Дневник К.И. Чуковского
- Дата: 21.03.1922
Из дневника К.И. Чуковского:
22 марта. <...> Был на заседании Восточной Коллегии «Всемирной Литературы», которая редактирует журнал «Восток». Там поразительно упрям проф. Алексеев. Он дает много хламу (он очень глупый человек). Когда ему доказывают, что это для журнала не подходит, он в течение часу доказывает, что это отличный матерьял. Я сказал акад. И. Ю. Крачковскому, что их коллегию можно назвать «Общество для борьбы с Алексеевым». Он зовет Алексеева «желтой опасностью». <...>
Чуковский. Т. 12. С. 23.
- Дата: 17.03.1922
Из дневника К.И. Чуковского:
18 марта. <...> Вчера на заседании «Всемирной
Литературы» рассказывались недурные анекдоты о цензуре. <...>
Чуковский. Т. 12. С. 19.

_ _ _

# ЗАДАНИЯ
[A] Какой журнал редактирует Восточная Коллегия «Всемирной Литературы» по отрывку из дневника Чуковского?
[B] Продолжи отрывок из дневника Чуковского после его последней строки.
Строки ниже — отдельный материал, к дневнику они не относятся.

# ЗАПИСАННЫЕ ДАННЫЕ
_ _ _

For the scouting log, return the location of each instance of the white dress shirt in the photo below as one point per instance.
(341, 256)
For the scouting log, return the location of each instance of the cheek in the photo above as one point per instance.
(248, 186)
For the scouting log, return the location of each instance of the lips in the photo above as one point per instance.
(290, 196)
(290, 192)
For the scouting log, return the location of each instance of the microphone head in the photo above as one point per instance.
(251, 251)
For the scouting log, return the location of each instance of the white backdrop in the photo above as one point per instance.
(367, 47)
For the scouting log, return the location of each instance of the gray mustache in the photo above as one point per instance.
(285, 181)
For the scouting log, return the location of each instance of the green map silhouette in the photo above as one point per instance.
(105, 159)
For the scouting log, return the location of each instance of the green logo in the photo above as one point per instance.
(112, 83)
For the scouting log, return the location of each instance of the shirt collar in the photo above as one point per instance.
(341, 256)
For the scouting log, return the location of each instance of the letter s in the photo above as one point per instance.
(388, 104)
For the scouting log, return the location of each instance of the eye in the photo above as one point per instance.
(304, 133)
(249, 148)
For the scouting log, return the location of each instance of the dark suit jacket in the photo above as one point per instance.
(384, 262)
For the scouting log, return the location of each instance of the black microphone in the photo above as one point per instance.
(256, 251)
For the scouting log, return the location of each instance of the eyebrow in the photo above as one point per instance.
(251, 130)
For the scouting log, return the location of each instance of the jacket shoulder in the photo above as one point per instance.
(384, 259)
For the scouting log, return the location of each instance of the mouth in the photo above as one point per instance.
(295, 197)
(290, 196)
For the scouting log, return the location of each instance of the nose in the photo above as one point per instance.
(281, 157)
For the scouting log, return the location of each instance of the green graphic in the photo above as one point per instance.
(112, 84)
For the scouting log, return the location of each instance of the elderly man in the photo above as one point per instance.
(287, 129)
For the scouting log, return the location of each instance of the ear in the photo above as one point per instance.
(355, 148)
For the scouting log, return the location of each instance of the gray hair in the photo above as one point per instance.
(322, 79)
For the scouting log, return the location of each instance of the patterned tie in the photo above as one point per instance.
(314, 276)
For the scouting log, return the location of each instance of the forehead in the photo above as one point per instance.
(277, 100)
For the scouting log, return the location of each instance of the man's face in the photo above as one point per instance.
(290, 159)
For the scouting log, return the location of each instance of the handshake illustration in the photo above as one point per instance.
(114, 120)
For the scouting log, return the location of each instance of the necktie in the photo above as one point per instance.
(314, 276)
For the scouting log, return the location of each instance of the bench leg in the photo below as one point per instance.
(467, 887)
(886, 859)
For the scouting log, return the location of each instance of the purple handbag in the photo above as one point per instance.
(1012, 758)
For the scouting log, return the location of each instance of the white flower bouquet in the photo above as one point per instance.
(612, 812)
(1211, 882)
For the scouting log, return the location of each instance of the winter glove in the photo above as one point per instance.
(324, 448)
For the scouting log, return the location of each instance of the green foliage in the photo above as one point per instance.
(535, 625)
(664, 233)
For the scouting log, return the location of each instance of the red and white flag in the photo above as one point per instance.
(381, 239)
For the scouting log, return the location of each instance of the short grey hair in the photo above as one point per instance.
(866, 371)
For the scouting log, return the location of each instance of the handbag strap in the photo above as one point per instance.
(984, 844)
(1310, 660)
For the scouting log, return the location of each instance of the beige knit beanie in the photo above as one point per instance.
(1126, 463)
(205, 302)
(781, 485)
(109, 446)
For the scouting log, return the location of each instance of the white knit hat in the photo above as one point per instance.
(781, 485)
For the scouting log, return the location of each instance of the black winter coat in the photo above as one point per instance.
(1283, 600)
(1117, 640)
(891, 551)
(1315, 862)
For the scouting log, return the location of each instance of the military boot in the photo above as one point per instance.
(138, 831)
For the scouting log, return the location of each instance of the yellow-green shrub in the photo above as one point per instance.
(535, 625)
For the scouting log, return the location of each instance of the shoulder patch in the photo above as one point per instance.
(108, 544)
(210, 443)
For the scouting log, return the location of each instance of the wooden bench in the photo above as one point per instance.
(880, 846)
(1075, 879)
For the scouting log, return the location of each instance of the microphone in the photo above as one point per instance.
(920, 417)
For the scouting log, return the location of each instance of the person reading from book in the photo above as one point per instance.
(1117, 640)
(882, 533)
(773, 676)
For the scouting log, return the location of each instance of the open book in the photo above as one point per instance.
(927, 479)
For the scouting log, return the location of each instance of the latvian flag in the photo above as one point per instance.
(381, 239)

_ _ _

# ОТВЕТЫ К ЗАДАНИЯМ
[A] Журнал «Восток».

[B]
- Дата: 14.02.1922
Из дневника К.И. Чуковского:
15 февраля. Вчера весь день держал корректуру Уитмэна. «Всемирная Литература» солила эту книгу 2 года — и вот наконец выпускают. Коробят меня кое-где фельетонности, но в общем ничего. Вчера наконец-то нам выдали семейный паек. Слухи о том, что Волынский хочет издавать казенную газету, подтверждаются. Собираю матерьялы для журнала.
Чуковский. Т. 12. С. 10.
- Дата: 21.12.1920
Из дневника Чуковского:
«Вчера на заседании правления Союза писателей кто-то сообщил, что из-за недостатка бумаги около 800 книг остаются в рукописи и не доходят до читателей. Блок (весело, мне): “Вот хорошо! Слава Богу!” (…) Читали на заседании “Всемирной литературы” ругательства Мережковского — против Горького. Блок (шепотом, мне): “А ведь Мережковский прав”. Говорили о том, что очень нуждается Буренин. Волынский, которого Буренин травил всю жизнь, пришел к нему и снес ему 10 000 рублей, от Лит. фонда (который тоже был травим Бурениным). Блок сказал: “Если бы устроили подписку в пользу Буренина, я с удовольствием внес бы свою лепту. Я всегда любил его”» (С. 310, запись 22 декабря).
Чуковский. Т. 11. С. 310.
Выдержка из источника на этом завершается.